* [Task details]: Will you quote only the lines starting at the one that contains "Where can you find the dark" and ending with the last line of the listing below, inclusive?

(Data listing)
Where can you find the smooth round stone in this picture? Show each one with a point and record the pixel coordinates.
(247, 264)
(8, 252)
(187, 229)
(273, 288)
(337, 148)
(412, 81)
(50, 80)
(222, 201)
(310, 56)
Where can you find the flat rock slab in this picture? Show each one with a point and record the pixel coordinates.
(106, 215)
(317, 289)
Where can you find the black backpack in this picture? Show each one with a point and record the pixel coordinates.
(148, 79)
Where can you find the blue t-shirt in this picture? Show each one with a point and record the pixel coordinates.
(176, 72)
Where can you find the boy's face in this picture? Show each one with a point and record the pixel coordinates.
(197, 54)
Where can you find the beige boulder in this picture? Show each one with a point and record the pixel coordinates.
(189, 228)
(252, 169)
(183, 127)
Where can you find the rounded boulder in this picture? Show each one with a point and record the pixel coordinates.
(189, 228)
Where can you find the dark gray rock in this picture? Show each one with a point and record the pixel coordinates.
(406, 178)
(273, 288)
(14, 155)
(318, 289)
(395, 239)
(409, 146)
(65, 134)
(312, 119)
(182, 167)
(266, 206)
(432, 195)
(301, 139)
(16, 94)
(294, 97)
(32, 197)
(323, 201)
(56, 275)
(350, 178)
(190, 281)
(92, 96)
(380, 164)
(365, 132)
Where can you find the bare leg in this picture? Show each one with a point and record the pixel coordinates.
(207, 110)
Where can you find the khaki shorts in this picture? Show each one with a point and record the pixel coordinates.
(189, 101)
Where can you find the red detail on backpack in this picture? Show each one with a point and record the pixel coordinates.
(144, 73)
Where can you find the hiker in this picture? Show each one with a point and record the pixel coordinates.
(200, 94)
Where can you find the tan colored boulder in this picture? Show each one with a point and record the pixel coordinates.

* [Result of this task]:
Where can you find the dark gray rock in this picture? Show each one with a point and record the pixel coordinates.
(406, 178)
(273, 288)
(14, 155)
(318, 289)
(395, 239)
(409, 146)
(65, 134)
(312, 119)
(182, 167)
(266, 206)
(432, 195)
(301, 139)
(16, 94)
(294, 97)
(32, 197)
(323, 201)
(56, 275)
(350, 178)
(190, 281)
(92, 96)
(380, 164)
(365, 132)
Where can you find the bare leg in this picture? Show each one with a point and record the pixel coordinates.
(207, 110)
Where can you find the khaki shorts in this picture? Show each one with a point and record the pixel coordinates.
(189, 101)
Where can you find the red detail on backpack in this picture? Show each one with a point and record the pixel coordinates.
(144, 73)
Where can you find the hiker in this picture? Show each one with a point and record the pixel coordinates.
(200, 94)
Where can you find the tan colored boulder in this picture? Show each one with a point and record the pixel coordinates.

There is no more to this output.